YOUR OBJECTIVE
Could you output exactly the lines from the one containing "[spot] the purple lavender" through the end of the records below, and nothing more?

Stored data entries
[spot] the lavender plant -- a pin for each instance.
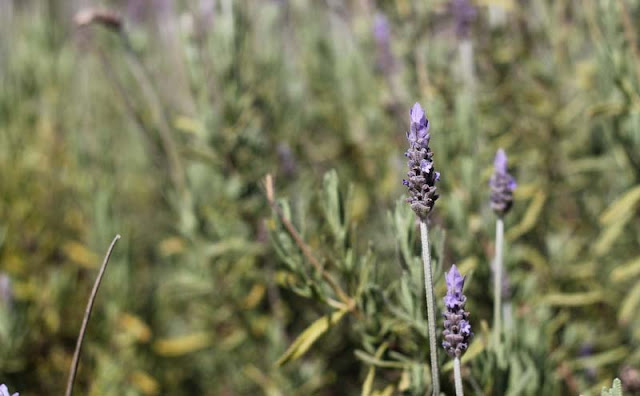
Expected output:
(4, 391)
(421, 181)
(502, 186)
(457, 332)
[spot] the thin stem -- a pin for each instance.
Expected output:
(85, 321)
(348, 301)
(457, 377)
(431, 309)
(497, 284)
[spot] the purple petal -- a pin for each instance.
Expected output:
(417, 115)
(455, 281)
(500, 161)
(426, 166)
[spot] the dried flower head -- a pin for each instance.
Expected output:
(106, 18)
(457, 329)
(502, 185)
(4, 391)
(382, 36)
(630, 378)
(422, 176)
(463, 14)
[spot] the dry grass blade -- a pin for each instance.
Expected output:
(87, 314)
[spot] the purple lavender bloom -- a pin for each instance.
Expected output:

SOLUTION BELOW
[spot] the purple lavender bloom -- a pin for each instance.
Expected output:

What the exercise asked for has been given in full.